>> Begin
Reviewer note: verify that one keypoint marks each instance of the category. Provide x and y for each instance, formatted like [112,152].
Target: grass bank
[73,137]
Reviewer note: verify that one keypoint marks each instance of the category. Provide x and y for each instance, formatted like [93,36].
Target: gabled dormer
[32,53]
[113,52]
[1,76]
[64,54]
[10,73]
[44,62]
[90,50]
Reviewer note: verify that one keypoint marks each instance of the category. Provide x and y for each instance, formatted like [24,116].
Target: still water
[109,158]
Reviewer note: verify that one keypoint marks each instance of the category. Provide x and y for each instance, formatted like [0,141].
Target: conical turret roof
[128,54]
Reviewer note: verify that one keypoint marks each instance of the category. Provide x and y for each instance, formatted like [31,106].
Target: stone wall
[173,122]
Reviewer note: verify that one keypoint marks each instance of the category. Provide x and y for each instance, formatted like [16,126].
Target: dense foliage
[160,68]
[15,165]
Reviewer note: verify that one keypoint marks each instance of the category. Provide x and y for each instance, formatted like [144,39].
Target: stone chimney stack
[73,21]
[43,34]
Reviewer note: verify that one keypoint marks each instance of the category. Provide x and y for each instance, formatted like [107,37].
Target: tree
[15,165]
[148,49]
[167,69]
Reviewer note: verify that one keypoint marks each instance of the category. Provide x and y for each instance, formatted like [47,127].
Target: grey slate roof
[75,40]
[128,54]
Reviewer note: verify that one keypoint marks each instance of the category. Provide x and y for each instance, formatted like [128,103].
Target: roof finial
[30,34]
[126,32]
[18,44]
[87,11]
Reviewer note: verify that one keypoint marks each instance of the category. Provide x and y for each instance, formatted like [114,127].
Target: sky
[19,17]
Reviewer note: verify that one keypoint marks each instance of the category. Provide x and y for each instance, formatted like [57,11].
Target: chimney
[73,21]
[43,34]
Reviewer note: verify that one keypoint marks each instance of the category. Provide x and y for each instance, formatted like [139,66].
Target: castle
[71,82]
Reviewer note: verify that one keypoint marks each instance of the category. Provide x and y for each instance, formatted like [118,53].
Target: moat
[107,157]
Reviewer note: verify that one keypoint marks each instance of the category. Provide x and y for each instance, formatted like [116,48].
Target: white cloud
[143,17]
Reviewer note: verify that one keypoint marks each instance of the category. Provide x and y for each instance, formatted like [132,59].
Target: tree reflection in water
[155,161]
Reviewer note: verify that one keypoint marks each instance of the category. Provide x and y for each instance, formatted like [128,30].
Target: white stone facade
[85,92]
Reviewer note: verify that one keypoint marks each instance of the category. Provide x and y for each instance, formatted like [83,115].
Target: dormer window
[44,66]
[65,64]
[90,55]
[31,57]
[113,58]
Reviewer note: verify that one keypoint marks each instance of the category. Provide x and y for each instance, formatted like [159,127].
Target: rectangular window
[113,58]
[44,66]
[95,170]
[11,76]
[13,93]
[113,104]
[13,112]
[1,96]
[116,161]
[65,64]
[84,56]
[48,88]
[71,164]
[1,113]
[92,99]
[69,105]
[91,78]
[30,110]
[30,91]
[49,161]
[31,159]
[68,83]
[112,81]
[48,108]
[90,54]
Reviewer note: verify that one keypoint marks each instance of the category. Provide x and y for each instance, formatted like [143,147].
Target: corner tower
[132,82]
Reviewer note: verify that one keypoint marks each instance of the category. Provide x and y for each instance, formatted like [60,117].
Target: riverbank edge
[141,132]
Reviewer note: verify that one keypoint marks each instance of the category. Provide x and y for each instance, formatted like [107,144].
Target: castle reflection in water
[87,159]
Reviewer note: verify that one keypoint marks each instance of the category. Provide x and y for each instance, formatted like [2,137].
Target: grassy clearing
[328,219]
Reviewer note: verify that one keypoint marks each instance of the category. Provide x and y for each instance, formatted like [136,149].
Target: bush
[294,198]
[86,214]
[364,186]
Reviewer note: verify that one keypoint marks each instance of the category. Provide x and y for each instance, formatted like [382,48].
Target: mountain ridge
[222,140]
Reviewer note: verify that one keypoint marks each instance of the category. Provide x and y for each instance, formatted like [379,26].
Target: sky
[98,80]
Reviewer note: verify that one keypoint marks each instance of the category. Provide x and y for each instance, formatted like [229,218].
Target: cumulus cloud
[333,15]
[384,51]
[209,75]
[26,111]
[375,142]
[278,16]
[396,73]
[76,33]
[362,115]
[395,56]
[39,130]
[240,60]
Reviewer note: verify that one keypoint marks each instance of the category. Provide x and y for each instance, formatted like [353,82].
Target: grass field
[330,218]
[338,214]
>> End
**TASK INSTRUCTIONS:**
Swap every "Reviewer note" in the data above for "Checker note" and reproduce all of the data with nothing else altered.

**EXERCISE RESULT:**
Checker note: verify that one keypoint marks each instance of the category. Provide x and y for each instance, formatted like [112,152].
Target: grass bank
[73,137]
Checker note: verify that one keypoint marks each instance of the category. Provide x and y for each instance, formatted like [93,36].
Target: gabled dormer
[32,53]
[113,52]
[1,76]
[64,54]
[10,73]
[44,62]
[90,50]
Checker note: verify that one keypoint marks each instance of the category. Provide x and y for each instance, formatted like [24,116].
Target: still water
[109,158]
Checker note: verify that one keypoint marks each instance of the category. Provide x and y for each instance, formatted like [0,141].
Target: conical turret roof
[128,54]
Checker note: verify that one keypoint marks each instance of the category. Provide x and y for each instance, formatted like [31,106].
Target: stone wall
[173,122]
Checker note: verify that one keypoint marks each instance of the category. Provide x and y for each instance, formatted like [16,126].
Target: dense foliage
[160,68]
[15,165]
Checker note: verify that one keypoint marks each instance of the category. Provide x and y for each instance, formatted like [144,39].
Target: stone chimney stack
[73,21]
[43,34]
Checker note: verify that one keypoint marks each instance of the category. Provide x and y for each instance, formatted like [107,37].
Target: tree
[15,165]
[148,49]
[167,69]
Checker note: verify that one keypoint marks each instance of the category. Provide x and y for each instance, formatted like [47,127].
Target: grey slate roof
[75,40]
[128,54]
Checker note: verify that one keypoint marks each instance of the category. Provide x and y for each instance, formatted like [128,103].
Target: roof finial
[30,34]
[126,32]
[18,44]
[87,11]
Checker note: verify that one keypoint marks each instance of the category. Provide x and y for each instance, formatted like [114,127].
Target: sky
[19,17]
Checker note: verify that one keypoint marks each instance of the category. Provide x and y for each instance, formatted like [57,11].
Target: chimney
[73,21]
[43,34]
Checker note: verify that one keypoint marks each instance of the category. Provide x and y for each instance, formatted like [139,66].
Target: castle
[71,82]
Checker note: verify that one keypoint marks each instance of the category. Provide x and y for each instance, formatted like [118,53].
Target: moat
[107,157]
Checker note: verify that one keypoint marks each instance of the category. Provide x and y for each instance, formatted like [116,48].
Target: white cloud
[143,17]
Checker note: verify that one keypoint marks each instance of the category. Provide x and y for each instance, formatted like [132,59].
Target: tree reflection in water
[155,161]
Checker note: verify that one keypoint marks each instance of the category. Provide x and y for each instance, formatted like [128,30].
Target: white stone facade
[85,92]
Checker note: verify that one keypoint marks each instance of the category. Provide x and y for each instance, formatted like [83,115].
Target: dormer window
[44,66]
[65,64]
[90,55]
[31,57]
[113,58]
Checker note: verify that one keypoint marks each instance of the category. Provide x and y for each instance, formatted like [159,127].
Target: rectangular window
[113,58]
[44,66]
[95,170]
[11,76]
[13,93]
[113,104]
[13,112]
[1,96]
[116,161]
[65,64]
[84,56]
[48,88]
[71,164]
[1,113]
[92,99]
[69,105]
[91,78]
[30,110]
[30,91]
[49,161]
[31,159]
[68,83]
[112,81]
[48,108]
[90,54]
Checker note: verify that one keypoint marks each instance of the category. Provide x and y for each instance, formatted like [143,147].
Target: corner tower
[132,82]
Checker note: verify that one keypoint marks each instance of the category. Provide x and y for each instance, formatted like [60,117].
Target: riverbank edge
[141,132]
Checker note: verify that one keypoint marks each instance of the category. Provide x and y for each instance, formatted like [107,144].
Target: castle reflection in water
[87,159]
Checker note: verify that one keypoint marks each instance of the category. Provide x and y for each instance, formatted like [2,137].
Target: grassy clearing
[328,219]
Checker note: verify that one keypoint marks each instance of the category. Provide x and y for each instance, formatted like [136,149].
Target: bush
[294,198]
[86,214]
[364,186]
Checker note: verify that one keypoint marks each instance of the category. Provide x and y for each instance, formatted like [382,48].
Target: mountain ridge
[222,140]
Checker note: verify that one keypoint marks each instance of the category. Provide x and y for each instance, formatted like [379,26].
Target: sky
[98,80]
Checker note: verify that one keypoint marks each instance of the category. Provide x and y for each instance, formatted like [229,218].
Target: cumulus cloud
[333,15]
[384,51]
[209,75]
[26,111]
[375,142]
[278,16]
[396,73]
[76,33]
[362,115]
[395,56]
[39,130]
[240,60]
Checker note: verify that one keypoint marks each instance of the category. Provide x and y for each instance, formatted like [353,82].
Target: grass field
[330,218]
[338,214]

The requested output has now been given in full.